=== Texte fourni ===

Palestine, les impasses de la force israélienne

 Palestine, les impasses de la force israélienne

crédit photos : DR/Actes Sud


Cinquante ans après la guerre de juin 1967, la solution à deux Etats n’a jamais semblé si éloignée en Palestine et en Israël. Dans un bref essai, Jean-Paul Chagnollaud retrace l’évolution des données du conflit et prévient : seule une intervention de la communauté internationale permettra d’en sortir. 


Quelle sera la prochaine étape se ­demande Jean-Paul Chagnollaud ? “L’annexion (par Israël) de tout ou partie de la zone C”, soit près de 62 % de la Cisjordanie, qui représente (avec la bande de Gaza) environ 22 % de la Palestine historique. Telle est la sombre perspective que l’auteur, président de l’Institut de ­recherche et d’études Méditerranée Moyen-Orient (Iremmo), esquisse en conclusion du court essai qu’il consacre à la Palestine pour le 50e anniversaire de la guerre des Six-Jours.

=== Matériel présenté ===

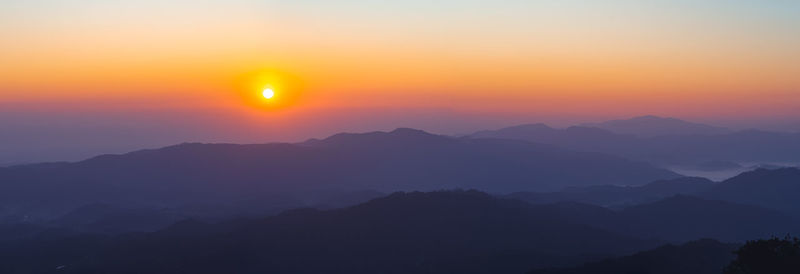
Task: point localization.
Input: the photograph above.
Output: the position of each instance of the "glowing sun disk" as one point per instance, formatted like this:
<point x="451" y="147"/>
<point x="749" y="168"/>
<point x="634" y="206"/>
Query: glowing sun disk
<point x="268" y="93"/>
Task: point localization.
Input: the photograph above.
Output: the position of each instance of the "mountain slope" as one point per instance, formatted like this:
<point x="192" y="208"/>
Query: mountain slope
<point x="669" y="150"/>
<point x="439" y="232"/>
<point x="697" y="257"/>
<point x="616" y="196"/>
<point x="264" y="175"/>
<point x="650" y="126"/>
<point x="776" y="189"/>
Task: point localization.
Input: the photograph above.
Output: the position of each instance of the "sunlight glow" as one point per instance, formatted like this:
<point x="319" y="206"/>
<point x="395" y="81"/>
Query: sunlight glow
<point x="268" y="93"/>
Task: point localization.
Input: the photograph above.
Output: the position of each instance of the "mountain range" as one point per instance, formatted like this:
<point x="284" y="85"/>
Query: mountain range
<point x="272" y="177"/>
<point x="672" y="147"/>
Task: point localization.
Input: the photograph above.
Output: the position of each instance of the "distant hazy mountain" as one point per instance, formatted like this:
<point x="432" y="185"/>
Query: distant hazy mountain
<point x="439" y="232"/>
<point x="617" y="196"/>
<point x="683" y="150"/>
<point x="682" y="218"/>
<point x="650" y="126"/>
<point x="697" y="257"/>
<point x="776" y="189"/>
<point x="256" y="177"/>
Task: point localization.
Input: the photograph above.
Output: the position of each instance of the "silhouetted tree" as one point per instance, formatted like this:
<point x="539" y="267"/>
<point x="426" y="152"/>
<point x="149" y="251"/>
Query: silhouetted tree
<point x="774" y="256"/>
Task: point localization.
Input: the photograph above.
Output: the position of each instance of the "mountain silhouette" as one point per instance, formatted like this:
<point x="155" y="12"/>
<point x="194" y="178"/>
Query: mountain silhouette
<point x="705" y="256"/>
<point x="681" y="218"/>
<point x="676" y="149"/>
<point x="650" y="126"/>
<point x="619" y="196"/>
<point x="770" y="188"/>
<point x="266" y="177"/>
<point x="438" y="232"/>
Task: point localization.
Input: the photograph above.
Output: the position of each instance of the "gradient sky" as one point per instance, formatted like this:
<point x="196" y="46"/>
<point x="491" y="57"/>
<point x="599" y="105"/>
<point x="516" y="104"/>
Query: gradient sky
<point x="83" y="77"/>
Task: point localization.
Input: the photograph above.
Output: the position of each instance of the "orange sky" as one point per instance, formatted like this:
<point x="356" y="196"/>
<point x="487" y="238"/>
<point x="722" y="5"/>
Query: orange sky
<point x="510" y="61"/>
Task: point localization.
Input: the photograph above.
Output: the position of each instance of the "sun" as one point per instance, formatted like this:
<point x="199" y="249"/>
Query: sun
<point x="268" y="93"/>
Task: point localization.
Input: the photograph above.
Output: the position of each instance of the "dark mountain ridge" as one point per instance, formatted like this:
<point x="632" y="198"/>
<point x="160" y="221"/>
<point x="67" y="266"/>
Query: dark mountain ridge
<point x="261" y="176"/>
<point x="438" y="232"/>
<point x="668" y="149"/>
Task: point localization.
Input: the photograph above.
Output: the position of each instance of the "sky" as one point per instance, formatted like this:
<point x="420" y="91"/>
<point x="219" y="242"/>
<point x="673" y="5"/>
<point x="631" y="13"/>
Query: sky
<point x="79" y="78"/>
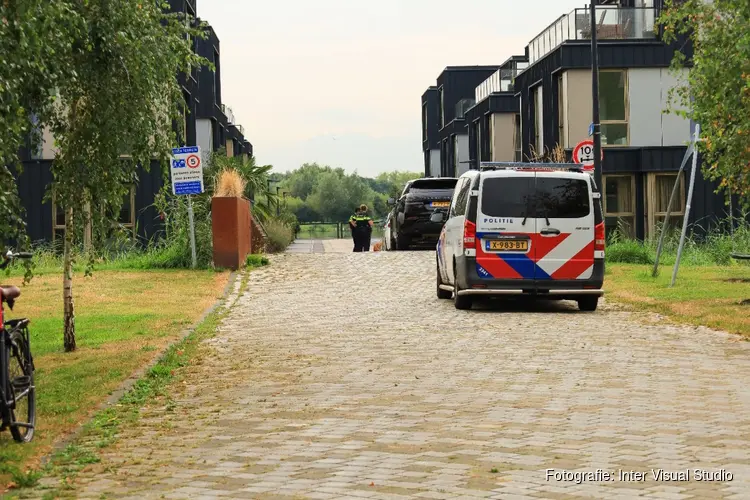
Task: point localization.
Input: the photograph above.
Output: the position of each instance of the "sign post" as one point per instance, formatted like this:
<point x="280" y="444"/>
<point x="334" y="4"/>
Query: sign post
<point x="187" y="179"/>
<point x="583" y="154"/>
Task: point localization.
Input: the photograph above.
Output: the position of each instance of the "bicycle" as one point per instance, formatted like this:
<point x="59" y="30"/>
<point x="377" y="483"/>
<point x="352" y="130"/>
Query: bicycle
<point x="17" y="391"/>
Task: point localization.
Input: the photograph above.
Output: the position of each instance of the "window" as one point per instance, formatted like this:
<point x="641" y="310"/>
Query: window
<point x="478" y="128"/>
<point x="658" y="190"/>
<point x="458" y="203"/>
<point x="619" y="204"/>
<point x="613" y="107"/>
<point x="507" y="196"/>
<point x="491" y="137"/>
<point x="562" y="198"/>
<point x="538" y="120"/>
<point x="216" y="78"/>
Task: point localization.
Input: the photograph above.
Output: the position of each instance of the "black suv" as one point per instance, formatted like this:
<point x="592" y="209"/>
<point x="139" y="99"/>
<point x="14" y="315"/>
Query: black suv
<point x="410" y="219"/>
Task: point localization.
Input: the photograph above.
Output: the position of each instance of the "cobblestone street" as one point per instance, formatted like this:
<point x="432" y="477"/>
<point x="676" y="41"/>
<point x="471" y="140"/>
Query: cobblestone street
<point x="341" y="375"/>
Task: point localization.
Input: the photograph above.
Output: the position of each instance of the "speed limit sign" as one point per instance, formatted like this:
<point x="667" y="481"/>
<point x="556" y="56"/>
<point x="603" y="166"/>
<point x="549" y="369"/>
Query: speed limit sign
<point x="583" y="153"/>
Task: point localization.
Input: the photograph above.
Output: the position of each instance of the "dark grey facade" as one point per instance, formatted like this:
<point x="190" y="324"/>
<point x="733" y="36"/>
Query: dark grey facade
<point x="456" y="88"/>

===

### [Consigne]
Recopiez intégralement le texte sur la Palestine donné plus haut, sans y changer un mot.

### [Exercice terminé]
Palestine, les impasses de la force israélienne

 Palestine, les impasses de la force israélienne

crédit photos : DR/Actes Sud


Cinquante ans après la guerre de juin 1967, la solution à deux Etats n’a jamais semblé si éloignée en Palestine et en Israël. Dans un bref essai, Jean-Paul Chagnollaud retrace l’évolution des données du conflit et prévient : seule une intervention de la communauté internationale permettra d’en sortir. 


Quelle sera la prochaine étape se ­demande Jean-Paul Chagnollaud ? “L’annexion (par Israël) de tout ou partie de la zone C”, soit près de 62 % de la Cisjordanie, qui représente (avec la bande de Gaza) environ 22 % de la Palestine historique. Telle est la sombre perspective que l’auteur, président de l’Institut de ­recherche et d’études Méditerranée Moyen-Orient (Iremmo), esquisse en conclusion du court essai qu’il consacre à la Palestine pour le 50e anniversaire de la guerre des Six-Jours.